====== ESTRATTO FORNITO ======

Cass. pen. n. 26563/2014

La speciale competenza stabilita dall'art. 11, comma terzo, c.p.p. per i procedimenti connessi a quello riguardante magistrati ha natura di competenza per territorio ed è, pertanto, rilevabile, ai sensi dell'art. 21, comma secondo, c.p.p., prima della conclusione della udienza preliminare o, se questa manchi, entro il termine previsto dall'art. 491, comma primo, c.p.p..

Cass. pen. n. 13296/2014

Ai fini della determinazione della competenza relativa a procedimenti connessi a quelli riguardanti magistrati, si applicano le regole ordinarie, e non invece la disposizione di cui all'art. 11, comma terzo, c.p.p., quando il procedimento connesso è ancora in fase di indagini e quello relativo ad appartenenti all'ordine giudiziario è stato definito con archiviazione, perché tale vicenda determina il venir meno del rapporto di connessione. (In applicazione del principio, la Corte ha ritenuto che, una volta intervenuta l'archiviazione del procedimento riguardante magistrati, l'A.G. originariamente incompetente per il procedimento connesso non poteva essere più privata della trattazione di quest'ultimo).

Cass. pen. n. 24146/2011

In tema di revisione, la regola secondo cui, in caso di annullamento dell'ordinanza di inammissibilità della richiesta, la Corte di cassazione rinvia il giudizio ad una diversa Corte di Appello, individuata ai sensi dell'art. 11 dello stesso codice, non si applica nel processo penale militare dopo la soppressione delle sezioni distaccate di Corte d'Appello di Verona e Napoli attuata con la L. n. 244 del 2007. (Nella specie la Corte, annullando l'ordinanza di inammissibilità della Corte d'Appello militare di Roma, ha rinviato il giudizio di revisione ad altra sezione di quest'ultima in composizione diversa rispetto alla soppressa sezione distaccata di Napoli quale giudice della originaria sentenza impugnata).

Cass. pen. n. 15583/2011

In tema di competenza per i procedimenti riguardanti i magistrati, l'operatività dell'art. 11 c.p.p. è subordinata alla condizione che il magistrato, nel procedimento penale, assuma formalmente la qualità di imputato ovvero di persona offesa o danneggiata dal reato.

Cass. pen. n. 46349/2008

In tema di competenza per i procedimenti riguardanti i magistrati, il regime derogatorio previsto dall'art. 11 c.p.p. trova applicazione anche per l'individuazione del giudice competente a decidere sulla richiesta di distruzione, a tutela della riservatezza, della documentazione riguardante le intercettazioni non più necessaria per il procedimento ai sensi dell'art. 269, comma secondo, c.p.p.

Cass. pen. n. 46098/2008

In tema di competenza per i procedimenti riguardanti i magistrati, la deroga alle regole ordinarie opera, nel caso il magistrato assuma la qualità di danneggiato dal reato, indipendentemente dalla circostanza che si sia costituito parte civile nel relativo procedimento.

====== RIGHE DI DATI ======

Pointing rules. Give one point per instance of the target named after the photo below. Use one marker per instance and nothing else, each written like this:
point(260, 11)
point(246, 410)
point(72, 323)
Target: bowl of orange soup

======

SFIDA 1 —
Rispondi alle domande seguenti basandoti sulle massime della Cassazione relative all'art. 11 c.p.p.
(a) Secondo la sentenza n. 15583/2011, quale qualità deve assumere formalmente il magistrato nel procedimento penale perché operi l'art. 11 c.p.p.?
(b) Con quale legge è stata attuata la soppressione delle sezioni distaccate di Corte d'Appello di Verona e Napoli?
(c) Secondo la sentenza n. 46098/2008, la deroga alle regole ordinarie dipende dal fatto che il magistrato danneggiato si sia costituito parte civile?
SFIDA 2 — Riprendi le massime della Cassazione sull'art. 11 c.p.p. e prosegui il testo a partire dall'ultima massima riportata.
I record provengono da una fonte diversa dall'estratto.

RISULTATO ATTESO 1 —
(a) La qualità di imputato ovvero di persona offesa o danneggiata dal reato.
(b) Con la L. n. 244 del 2007.
(c) No, la deroga opera indipendentemente da tale circostanza.

RISULTATO ATTESO 2 —
Cass. pen. n. 292/2005

La deroga alle regole generali della competenza per territorio nei procedimenti in cui un magistrato assume la qualità di indagato, di imputato ovvero di persona offesa o danneggiata dal reato, si applica anche al magistrato onorario il cui incarico sia connotato dalla stabilità, e cioè dalla continuatività riconosciuta formalmente per un arco temporale significativo, in quanto questa, essendo sufficiente a radicarlo istituzionalmente nel plesso territoriale di riferimento, potrebbe ingenerare il sospetto, stante il rapporto di colleganza e di normale frequentazione tra magistrati della medesima circoscrizione, di un non imparziale esercizio della giurisdizione dei suoi confronti. (Fattispecie relativa a processo nel quale un vice pretore onorario aveva assunto la qualità di persona offesa dal reato e per il quale, in applicazione del principio sopra enunciato, la Corte ha ritenuto l'applicabilità della regola derogatoria, annullando entrambe le sentenze di merito).

La speciale competenza stabilita dall'art. 11 c.p.p. per i procedimenti in cui un magistrato assume la qualità di indagato, di imputato ovvero di persona offesa o danneggiata dal reato ha natura funzionale, e non semplicemente territoriale, con conseguente rilevabilità, anche di ufficio, del relativo vizio in ogni stato e grado del procedimento.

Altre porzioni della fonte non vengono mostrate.